EXERCISE DESCRIPTION> Pull out every line of the material below that contains the string "front", copying each one in full.

MATERIAL PROVIDED>
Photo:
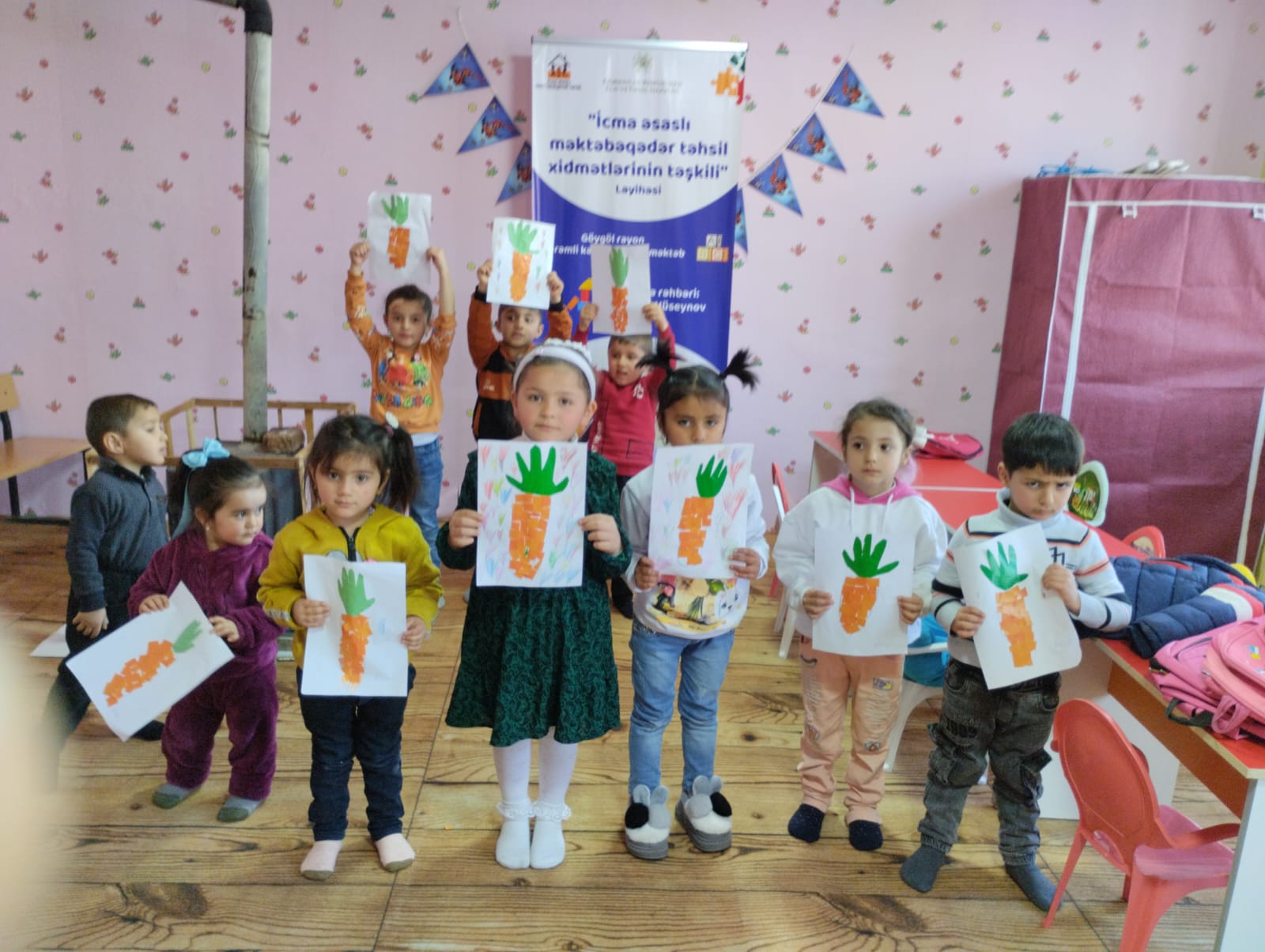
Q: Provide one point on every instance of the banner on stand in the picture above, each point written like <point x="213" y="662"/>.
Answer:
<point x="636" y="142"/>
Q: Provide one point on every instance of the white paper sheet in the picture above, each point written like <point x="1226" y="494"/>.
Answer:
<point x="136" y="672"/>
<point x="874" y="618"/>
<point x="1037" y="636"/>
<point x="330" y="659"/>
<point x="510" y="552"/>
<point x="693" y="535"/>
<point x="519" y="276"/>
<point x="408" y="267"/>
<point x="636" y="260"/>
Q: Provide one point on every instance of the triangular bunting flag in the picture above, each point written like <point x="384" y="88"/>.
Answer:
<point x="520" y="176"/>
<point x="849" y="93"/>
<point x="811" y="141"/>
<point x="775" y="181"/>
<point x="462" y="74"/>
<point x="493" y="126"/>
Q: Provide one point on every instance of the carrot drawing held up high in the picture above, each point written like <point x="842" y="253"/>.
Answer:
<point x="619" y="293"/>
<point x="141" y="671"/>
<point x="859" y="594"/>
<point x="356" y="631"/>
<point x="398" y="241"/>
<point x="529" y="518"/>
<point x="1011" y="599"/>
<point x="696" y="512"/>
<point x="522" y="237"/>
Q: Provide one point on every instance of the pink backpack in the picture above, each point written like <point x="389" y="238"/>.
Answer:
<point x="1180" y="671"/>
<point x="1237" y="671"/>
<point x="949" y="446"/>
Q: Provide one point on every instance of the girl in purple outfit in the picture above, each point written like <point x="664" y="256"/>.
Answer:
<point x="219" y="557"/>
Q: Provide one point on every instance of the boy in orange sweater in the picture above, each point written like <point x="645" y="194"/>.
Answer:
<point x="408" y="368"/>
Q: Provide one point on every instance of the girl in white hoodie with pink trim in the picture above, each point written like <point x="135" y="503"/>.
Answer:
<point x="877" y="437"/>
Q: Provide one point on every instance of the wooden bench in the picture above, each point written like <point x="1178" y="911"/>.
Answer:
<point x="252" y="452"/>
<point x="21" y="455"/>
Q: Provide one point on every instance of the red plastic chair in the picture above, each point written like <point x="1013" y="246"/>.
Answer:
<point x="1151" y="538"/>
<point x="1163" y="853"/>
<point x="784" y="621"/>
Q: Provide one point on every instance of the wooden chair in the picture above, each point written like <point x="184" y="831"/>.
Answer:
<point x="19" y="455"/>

...

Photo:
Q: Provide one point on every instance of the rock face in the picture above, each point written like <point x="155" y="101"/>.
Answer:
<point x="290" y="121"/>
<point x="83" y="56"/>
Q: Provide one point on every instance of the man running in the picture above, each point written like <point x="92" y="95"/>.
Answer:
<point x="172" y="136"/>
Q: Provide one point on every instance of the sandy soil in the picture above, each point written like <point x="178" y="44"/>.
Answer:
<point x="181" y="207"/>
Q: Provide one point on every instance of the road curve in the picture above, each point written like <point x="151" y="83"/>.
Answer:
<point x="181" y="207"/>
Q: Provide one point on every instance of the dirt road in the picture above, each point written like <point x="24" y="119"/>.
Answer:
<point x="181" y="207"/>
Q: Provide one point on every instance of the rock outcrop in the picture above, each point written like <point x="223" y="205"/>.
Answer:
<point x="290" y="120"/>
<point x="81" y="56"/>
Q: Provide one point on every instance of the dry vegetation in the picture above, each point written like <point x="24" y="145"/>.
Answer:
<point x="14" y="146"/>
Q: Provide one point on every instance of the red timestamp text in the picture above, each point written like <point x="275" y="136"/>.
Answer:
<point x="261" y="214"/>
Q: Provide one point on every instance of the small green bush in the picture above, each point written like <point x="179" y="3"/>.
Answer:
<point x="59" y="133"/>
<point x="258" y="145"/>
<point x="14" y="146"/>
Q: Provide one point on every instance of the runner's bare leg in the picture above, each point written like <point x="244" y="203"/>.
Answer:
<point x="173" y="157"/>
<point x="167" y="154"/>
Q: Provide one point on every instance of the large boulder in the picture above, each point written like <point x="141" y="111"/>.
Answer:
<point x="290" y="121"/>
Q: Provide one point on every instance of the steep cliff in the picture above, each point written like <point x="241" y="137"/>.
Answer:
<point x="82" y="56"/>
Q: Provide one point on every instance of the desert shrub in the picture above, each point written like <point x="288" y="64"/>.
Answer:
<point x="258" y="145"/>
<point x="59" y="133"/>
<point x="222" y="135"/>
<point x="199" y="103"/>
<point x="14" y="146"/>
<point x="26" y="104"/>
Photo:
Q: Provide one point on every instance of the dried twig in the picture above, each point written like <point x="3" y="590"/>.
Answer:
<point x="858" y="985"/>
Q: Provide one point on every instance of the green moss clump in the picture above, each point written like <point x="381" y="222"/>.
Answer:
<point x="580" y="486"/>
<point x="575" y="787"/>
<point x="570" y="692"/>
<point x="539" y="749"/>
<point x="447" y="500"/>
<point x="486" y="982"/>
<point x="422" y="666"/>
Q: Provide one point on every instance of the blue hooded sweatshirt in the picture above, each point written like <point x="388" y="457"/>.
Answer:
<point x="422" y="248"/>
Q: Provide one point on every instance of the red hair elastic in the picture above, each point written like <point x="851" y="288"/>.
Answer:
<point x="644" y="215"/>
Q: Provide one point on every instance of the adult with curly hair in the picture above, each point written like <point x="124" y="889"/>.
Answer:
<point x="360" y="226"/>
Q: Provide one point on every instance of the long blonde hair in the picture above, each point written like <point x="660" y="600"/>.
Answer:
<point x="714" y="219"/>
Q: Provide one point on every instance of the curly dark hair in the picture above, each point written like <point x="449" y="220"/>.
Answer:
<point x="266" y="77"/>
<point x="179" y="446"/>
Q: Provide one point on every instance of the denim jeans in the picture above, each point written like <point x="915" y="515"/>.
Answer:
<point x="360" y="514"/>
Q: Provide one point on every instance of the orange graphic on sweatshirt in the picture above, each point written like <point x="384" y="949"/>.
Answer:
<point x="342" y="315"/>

...

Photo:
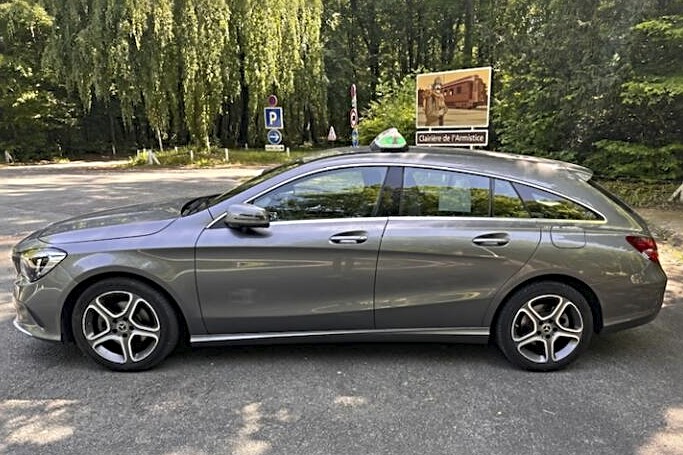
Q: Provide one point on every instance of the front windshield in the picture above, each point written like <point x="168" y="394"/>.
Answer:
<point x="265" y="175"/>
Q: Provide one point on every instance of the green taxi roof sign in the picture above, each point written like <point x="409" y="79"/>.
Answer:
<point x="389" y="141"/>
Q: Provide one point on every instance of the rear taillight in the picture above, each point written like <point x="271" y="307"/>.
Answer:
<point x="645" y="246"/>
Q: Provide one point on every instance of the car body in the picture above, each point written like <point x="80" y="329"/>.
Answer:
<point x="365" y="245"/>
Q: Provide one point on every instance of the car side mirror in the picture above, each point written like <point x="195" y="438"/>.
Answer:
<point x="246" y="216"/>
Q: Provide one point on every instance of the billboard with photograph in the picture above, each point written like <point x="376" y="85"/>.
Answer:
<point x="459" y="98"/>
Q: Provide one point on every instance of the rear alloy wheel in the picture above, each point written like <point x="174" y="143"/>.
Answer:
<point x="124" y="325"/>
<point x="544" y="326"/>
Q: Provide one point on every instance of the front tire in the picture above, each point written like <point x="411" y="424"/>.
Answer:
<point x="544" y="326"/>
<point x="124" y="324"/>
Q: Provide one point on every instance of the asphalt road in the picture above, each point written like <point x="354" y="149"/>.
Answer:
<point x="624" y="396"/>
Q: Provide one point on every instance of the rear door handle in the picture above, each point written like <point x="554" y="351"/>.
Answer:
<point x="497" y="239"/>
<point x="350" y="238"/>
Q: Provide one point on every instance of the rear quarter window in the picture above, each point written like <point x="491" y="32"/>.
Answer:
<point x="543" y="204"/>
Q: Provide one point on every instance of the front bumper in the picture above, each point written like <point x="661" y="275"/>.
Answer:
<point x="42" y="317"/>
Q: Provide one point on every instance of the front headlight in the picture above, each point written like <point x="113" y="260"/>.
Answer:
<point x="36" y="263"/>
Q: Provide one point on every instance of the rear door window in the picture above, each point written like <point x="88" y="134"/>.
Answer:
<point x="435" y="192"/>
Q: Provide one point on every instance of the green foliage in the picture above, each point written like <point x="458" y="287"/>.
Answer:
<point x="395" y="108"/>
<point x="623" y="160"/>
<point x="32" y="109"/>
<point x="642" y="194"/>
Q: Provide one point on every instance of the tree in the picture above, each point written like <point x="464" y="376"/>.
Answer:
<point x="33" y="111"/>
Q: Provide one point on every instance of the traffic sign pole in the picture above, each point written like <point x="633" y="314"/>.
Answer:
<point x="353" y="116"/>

FINAL RESULT>
Q: Provide one point on every instance of the front windshield in the picture above, each point written like <point x="168" y="394"/>.
Q: Provide one point on every instance of the front tire in the picture above, each point written like <point x="411" y="424"/>.
Q: Provide one point on every instance of the front bumper in the picture above, each point written like <point x="661" y="275"/>.
Q: Provide one point on every instance of the front headlight in the picture above, each point written like <point x="113" y="260"/>.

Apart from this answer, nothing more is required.